Records:
::::

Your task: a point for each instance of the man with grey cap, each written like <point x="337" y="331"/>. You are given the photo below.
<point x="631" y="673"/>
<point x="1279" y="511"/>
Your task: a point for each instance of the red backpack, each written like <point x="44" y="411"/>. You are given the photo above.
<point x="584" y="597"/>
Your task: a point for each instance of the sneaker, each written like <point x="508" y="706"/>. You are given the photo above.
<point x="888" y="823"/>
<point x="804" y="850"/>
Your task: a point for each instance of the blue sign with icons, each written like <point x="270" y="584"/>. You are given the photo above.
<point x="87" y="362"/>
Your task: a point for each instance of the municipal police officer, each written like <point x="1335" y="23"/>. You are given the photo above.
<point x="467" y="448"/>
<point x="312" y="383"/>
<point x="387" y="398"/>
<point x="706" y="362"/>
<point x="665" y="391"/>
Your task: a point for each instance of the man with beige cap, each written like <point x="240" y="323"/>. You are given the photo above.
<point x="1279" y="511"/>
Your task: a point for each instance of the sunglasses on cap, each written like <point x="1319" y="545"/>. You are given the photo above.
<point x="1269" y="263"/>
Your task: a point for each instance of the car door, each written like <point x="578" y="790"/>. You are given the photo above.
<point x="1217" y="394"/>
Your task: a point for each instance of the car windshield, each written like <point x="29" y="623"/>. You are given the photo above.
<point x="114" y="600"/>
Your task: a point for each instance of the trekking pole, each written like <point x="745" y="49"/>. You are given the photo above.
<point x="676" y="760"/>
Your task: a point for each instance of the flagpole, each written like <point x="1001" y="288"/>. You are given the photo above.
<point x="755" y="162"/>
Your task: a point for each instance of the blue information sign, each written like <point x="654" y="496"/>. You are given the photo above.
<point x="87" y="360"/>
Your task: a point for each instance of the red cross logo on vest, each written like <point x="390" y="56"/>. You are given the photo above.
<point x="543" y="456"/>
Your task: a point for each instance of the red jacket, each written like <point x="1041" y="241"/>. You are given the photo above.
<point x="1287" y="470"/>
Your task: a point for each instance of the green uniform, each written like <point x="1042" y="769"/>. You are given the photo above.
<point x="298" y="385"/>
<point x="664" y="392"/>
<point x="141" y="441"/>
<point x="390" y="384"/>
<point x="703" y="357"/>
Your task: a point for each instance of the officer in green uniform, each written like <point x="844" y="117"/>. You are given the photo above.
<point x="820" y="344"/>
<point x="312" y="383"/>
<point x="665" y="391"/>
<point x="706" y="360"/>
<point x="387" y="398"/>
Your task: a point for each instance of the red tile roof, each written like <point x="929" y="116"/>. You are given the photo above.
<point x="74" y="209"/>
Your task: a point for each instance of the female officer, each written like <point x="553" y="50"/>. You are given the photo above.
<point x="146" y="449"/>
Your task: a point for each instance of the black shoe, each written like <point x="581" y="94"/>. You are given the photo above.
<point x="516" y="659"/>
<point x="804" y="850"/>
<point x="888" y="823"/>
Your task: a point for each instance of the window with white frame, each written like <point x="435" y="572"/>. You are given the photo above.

::::

* _GIVEN TASK_
Print all of the data exactly as it was given.

* _RESULT OF THIS TASK_
Your task: a point for each instance of the man with grey cap, each written like <point x="337" y="331"/>. You are given the photo below.
<point x="631" y="673"/>
<point x="1279" y="511"/>
Your task: a point for each instance of the red backpack, each written like <point x="44" y="411"/>. You are given the photo above.
<point x="584" y="597"/>
Your task: a point for each instance of the sneaker, each written like <point x="508" y="706"/>. You are given the photo above.
<point x="888" y="823"/>
<point x="804" y="850"/>
Your task: a point for each instance of the blue sign with icons, each written like <point x="270" y="584"/>. You are given the photo above.
<point x="87" y="362"/>
Your task: a point for each instance of the municipal police officer, each written like <point x="1335" y="23"/>. You are given the photo above.
<point x="467" y="448"/>
<point x="312" y="383"/>
<point x="387" y="398"/>
<point x="706" y="362"/>
<point x="665" y="391"/>
Your task: a point for each instance of the man with beige cap, each written like <point x="240" y="323"/>. You are given the photo above.
<point x="1279" y="511"/>
Your task: a point for each instance of the sunglasses on cap, each written like <point x="1319" y="545"/>. You are given the photo above.
<point x="1269" y="263"/>
Your task: a point for each instance of the car door, each written like <point x="578" y="790"/>. You are given the photo above.
<point x="1217" y="394"/>
Your task: a point for each instance of the car windshield, each written like <point x="29" y="623"/>. You are given the photo above.
<point x="114" y="600"/>
Your task: a point for each instance of the trekking pole, each written like <point x="745" y="49"/>. You are given the photo above.
<point x="676" y="760"/>
Your task: a point for each instance of the flagpole, each written like <point x="1001" y="288"/>. You are given the photo above.
<point x="755" y="162"/>
Your task: a point for each instance of the blue information sign, each written like <point x="654" y="496"/>. You are given the photo above.
<point x="87" y="360"/>
Your task: a point for each instance of the red cross logo on vest, each written like <point x="390" y="56"/>. You are given the photo above.
<point x="543" y="456"/>
Your task: a point for each instance of the red jacket, each written like <point x="1041" y="241"/>. You are given the photo above.
<point x="1287" y="470"/>
Your task: a point for each instance of the green uniform, each written like <point x="1042" y="769"/>. You are given the photo above.
<point x="298" y="385"/>
<point x="664" y="392"/>
<point x="141" y="441"/>
<point x="390" y="384"/>
<point x="703" y="357"/>
Your task: a point for each instance of the officer in green uniform, each written like <point x="844" y="117"/>. You are given the photo above.
<point x="820" y="344"/>
<point x="312" y="383"/>
<point x="665" y="391"/>
<point x="706" y="360"/>
<point x="387" y="398"/>
Your task: a point for each instance of the red tile roof, each written like <point x="929" y="116"/>. You are given the photo above.
<point x="74" y="209"/>
Your task: a point for each instance of the female officer, each written like <point x="553" y="50"/>. You are given the photo above.
<point x="146" y="449"/>
Your task: a point for each instance of the black shoe, each written like <point x="581" y="94"/>. You are given the photo above.
<point x="516" y="659"/>
<point x="804" y="850"/>
<point x="888" y="823"/>
Your task: a point for each instance of the window with white frame, each written like <point x="435" y="572"/>. You are given the photo above.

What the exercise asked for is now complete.